▶ **Problems**
1. Answer these questions about the excerpt on GPU radiative transfer:
(a) What boundary conditions does the kernel use in the horizontal (x,y) plane?
(b) Which library is named as the standard means of parallelizing the calculations on distributed memory machines?
(c) Which parts of the code are left to Fortran95 or C implementations?
2. Which lines of the listing contain the string "woman"? Collect and copy each one.

▶ **Document text**
Methods. We implemented the kernel for solving the 3DRT problem in Cartesian coordinates with periodic boundary conditions in the horizontal (x,y) plane, including the construction of the nearest neighbor Λ∗ and the operator splitting step.
Results. We present the results of both a small and a large test case and compare the timing of the 3DRT calculations for serial CPUs and various GPUs.
Conclusions. The latest available GPUs can lead to significant speedups for both small and large grids compared to serial (single core) computations.
Key words: radiative transfer / methods: numerical
© ESO, 2011
1. Introduction
In a series of papers (Hauschildt & Baron 2006; Baron & Hauschildt 2007; Hauschildt & Baron 2008, 2009; Baron et al. 2009; Hauschildt & Baron 2010; Seelmann et al. 2010, hereafter: Papers I–VII), we have described a framework for solving the radiative transfer equation in 3D systems (3DRT), including a detailed treatment of scattering in continua and lines with a nonlocal operator splitting method and its use in the general model atmosphere package PHOENIX.
The 3DRT framework discussed in the previous papers of this series requires very substantial amounts of computing time owing to the complexity of the radiative transfer problem in strongly scattering environments. The standard method of speeding up these calculations is to implement parallel algorithms for distributed memory machines using the MPI library (Hauschildt & Baron 2006; Baron & Hauschildt 2007). The development of relatively inexpensive graphic processing units (GPUs) with large numbers of cores and the development of relatively easily used programming models, OpenCL and CUDA has made the use of GPUs attractive for accelerating scientific simulations. GPUs are built to handle numerous lightweight parallel threads simultaneously and to offer theoretical peak performance far beyond that of current CPUs. However, using them efficiently requires different programming methods and algorithms than those employed on standard CPUs. We describe our first results of implementing our 3DRT framework for a single geometry within the OpenCL (Munshi 2009) paradigm for generalized GPU and CPU computing.
2. Method
In the following discussion we use the notation in Papers I−VII. The basic framework and the methods used for the formal solution and the solution of the scattering problem via nonlocal operator splitting are discussed in detail in these papers and are not repeated here. Our implementation of the 3DRT framework considers the most time-consuming parts of the process – the formal solution and the solution of the operator splitting equations – to obtain the updated values of the mean intensities, whereas less time-consuming parts of the code (set-up, Ng acceleration, etc.) are left to Fortran95 or C implementations. The OpenCL implementation of the 3DRT framework minimizes data transfer between the host computer (CPU) and the GPU and keeps most of the data locally on the GPU memory. Only the relevant input data (e.g., opacities) and the results, e.g., the mean intensities J for all voxels, need to be transferred to and from the GPU device.

▶ **Object outline annotations**
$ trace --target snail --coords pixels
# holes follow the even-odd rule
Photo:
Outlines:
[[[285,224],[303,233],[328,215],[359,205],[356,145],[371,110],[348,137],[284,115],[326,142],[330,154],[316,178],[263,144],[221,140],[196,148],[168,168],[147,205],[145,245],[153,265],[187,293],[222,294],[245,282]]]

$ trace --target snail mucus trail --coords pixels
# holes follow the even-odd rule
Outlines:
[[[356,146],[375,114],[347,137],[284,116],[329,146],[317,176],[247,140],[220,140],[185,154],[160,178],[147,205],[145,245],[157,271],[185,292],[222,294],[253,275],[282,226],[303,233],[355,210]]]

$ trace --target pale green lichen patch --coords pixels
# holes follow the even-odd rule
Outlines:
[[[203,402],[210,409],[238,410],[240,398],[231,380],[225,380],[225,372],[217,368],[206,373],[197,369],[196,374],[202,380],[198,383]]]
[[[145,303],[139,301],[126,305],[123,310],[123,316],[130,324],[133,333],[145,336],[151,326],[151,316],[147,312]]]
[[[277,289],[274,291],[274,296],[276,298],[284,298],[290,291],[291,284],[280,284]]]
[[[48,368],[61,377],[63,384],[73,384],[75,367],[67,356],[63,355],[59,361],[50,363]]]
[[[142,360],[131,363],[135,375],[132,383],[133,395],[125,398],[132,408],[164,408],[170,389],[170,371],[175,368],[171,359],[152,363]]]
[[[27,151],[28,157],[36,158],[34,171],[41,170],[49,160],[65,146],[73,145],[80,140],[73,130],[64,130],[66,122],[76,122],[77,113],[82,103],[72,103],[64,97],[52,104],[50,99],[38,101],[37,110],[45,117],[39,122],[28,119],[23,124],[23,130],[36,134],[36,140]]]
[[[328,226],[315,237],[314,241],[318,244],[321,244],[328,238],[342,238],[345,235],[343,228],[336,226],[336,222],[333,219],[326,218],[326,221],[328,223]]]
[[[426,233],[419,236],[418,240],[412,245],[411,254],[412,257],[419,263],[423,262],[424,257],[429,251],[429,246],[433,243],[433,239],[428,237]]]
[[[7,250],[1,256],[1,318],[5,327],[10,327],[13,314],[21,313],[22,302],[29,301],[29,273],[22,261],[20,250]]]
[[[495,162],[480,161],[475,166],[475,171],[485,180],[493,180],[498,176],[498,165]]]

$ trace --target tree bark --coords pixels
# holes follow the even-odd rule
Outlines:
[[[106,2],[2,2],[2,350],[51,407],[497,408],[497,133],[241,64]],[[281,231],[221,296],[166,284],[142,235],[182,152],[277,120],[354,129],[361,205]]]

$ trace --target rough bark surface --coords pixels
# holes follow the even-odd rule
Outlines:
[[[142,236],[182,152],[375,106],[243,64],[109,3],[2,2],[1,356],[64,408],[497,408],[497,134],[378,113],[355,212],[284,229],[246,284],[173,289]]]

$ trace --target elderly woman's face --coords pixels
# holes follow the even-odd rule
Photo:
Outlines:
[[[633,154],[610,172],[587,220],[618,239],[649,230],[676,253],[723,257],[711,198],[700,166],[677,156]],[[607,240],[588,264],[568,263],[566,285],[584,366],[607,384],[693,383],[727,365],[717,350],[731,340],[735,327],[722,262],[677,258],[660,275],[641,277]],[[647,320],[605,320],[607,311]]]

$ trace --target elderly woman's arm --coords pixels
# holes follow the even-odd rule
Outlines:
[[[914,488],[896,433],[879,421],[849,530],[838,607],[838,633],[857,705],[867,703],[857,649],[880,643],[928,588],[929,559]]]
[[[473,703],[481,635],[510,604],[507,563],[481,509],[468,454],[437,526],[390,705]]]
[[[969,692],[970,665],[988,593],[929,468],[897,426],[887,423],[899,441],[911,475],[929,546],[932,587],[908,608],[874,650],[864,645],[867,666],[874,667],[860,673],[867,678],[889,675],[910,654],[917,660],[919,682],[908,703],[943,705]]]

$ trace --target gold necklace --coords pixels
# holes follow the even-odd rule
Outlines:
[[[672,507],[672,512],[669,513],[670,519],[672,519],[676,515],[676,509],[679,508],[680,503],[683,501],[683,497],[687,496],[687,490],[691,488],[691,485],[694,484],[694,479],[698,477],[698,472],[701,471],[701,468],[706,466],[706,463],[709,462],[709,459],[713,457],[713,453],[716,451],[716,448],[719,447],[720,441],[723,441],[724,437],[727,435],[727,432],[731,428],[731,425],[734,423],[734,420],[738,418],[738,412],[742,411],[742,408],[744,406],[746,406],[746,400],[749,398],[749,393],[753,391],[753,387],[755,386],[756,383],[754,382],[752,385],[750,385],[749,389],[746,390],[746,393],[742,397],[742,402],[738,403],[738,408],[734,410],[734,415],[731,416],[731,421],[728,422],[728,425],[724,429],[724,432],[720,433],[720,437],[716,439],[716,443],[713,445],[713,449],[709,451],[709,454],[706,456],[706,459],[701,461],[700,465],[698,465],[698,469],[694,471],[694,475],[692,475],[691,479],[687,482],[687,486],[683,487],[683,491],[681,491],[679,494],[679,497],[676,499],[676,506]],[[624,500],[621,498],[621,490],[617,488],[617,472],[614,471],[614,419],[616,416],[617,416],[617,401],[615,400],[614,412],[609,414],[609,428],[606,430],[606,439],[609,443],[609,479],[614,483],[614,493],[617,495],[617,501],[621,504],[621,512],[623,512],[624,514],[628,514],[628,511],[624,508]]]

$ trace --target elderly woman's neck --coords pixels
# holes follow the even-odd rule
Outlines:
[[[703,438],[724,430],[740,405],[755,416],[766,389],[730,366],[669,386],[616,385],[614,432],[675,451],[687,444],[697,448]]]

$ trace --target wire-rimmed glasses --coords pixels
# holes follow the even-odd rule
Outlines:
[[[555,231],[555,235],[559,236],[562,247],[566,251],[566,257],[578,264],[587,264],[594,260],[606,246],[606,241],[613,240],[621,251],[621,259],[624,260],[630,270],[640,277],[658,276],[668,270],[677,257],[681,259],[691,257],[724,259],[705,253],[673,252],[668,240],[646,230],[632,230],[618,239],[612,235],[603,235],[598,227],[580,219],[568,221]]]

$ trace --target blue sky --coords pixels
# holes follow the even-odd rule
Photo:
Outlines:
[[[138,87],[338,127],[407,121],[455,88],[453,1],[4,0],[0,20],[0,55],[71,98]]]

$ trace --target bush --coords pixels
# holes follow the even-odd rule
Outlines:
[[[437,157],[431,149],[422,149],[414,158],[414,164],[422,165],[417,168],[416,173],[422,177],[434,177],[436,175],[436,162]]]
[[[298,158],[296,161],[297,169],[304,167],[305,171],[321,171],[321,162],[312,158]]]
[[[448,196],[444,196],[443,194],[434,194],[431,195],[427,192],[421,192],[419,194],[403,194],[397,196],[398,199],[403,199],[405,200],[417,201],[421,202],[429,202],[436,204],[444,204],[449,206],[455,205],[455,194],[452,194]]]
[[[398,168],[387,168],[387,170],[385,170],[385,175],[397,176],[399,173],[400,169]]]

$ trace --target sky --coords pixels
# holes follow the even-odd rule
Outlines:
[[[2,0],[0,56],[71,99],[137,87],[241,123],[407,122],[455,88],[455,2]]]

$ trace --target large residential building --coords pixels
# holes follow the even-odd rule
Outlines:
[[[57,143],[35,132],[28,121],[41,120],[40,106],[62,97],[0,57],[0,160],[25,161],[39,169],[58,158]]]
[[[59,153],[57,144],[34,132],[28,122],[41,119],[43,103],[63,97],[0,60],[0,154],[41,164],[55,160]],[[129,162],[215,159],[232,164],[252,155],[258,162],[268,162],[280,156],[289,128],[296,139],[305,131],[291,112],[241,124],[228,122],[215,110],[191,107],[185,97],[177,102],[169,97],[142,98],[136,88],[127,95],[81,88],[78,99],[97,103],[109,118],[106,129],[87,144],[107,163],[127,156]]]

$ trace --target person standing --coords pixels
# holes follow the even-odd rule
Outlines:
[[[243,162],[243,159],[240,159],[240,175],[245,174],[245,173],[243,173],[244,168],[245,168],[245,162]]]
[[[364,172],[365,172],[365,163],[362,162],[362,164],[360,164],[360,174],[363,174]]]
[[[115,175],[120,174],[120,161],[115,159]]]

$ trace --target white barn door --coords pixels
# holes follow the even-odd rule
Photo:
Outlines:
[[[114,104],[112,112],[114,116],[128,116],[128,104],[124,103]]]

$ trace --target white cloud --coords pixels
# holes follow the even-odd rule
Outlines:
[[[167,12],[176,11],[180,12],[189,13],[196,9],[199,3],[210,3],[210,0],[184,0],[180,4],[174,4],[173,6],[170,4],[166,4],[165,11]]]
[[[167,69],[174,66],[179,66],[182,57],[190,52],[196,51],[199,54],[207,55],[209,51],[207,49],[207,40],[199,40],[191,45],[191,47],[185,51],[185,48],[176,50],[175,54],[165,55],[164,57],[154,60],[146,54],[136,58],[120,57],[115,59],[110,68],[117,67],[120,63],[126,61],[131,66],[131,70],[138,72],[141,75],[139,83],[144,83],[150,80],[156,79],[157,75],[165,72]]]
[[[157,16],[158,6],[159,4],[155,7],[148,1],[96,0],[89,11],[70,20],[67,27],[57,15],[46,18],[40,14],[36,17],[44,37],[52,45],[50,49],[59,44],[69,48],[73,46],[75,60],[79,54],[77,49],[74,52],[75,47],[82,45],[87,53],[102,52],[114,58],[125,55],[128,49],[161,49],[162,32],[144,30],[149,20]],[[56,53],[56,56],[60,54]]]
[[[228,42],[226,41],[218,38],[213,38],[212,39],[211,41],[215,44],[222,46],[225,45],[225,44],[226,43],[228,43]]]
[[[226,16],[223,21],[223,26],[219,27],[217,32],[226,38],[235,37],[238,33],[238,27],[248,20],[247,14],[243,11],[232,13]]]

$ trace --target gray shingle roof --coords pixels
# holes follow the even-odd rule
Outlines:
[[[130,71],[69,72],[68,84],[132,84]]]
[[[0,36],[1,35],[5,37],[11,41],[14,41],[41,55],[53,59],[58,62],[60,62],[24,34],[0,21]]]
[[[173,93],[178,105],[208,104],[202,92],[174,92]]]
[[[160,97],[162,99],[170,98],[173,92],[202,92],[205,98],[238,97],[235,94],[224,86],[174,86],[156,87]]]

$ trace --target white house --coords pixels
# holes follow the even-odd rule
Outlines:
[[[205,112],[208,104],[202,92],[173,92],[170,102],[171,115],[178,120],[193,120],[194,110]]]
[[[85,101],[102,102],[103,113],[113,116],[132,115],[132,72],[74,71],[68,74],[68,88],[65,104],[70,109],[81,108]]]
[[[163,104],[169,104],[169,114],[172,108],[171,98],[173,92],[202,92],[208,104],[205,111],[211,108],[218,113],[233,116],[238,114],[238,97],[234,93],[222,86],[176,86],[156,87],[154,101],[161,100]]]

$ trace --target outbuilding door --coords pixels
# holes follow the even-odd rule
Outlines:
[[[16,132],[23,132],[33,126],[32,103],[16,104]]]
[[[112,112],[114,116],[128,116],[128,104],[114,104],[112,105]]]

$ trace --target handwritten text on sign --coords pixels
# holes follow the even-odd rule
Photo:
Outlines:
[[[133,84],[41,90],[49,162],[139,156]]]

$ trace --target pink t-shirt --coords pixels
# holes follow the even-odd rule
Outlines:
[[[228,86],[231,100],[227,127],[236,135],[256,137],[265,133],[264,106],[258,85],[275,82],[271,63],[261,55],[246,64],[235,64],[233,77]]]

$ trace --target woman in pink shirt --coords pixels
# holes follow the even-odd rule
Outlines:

▶ **Results for each task**
1.
(a) Periodic boundary conditions.
(b) The MPI library.
(c) The less time-consuming parts, such as set-up and Ng acceleration.

2.
$ trace --target elderly woman's face --coords pixels
$ trace --target elderly woman's arm --coords pixels
$ trace --target elderly woman's neck --coords pixels
$ trace --target woman in pink shirt --coords pixels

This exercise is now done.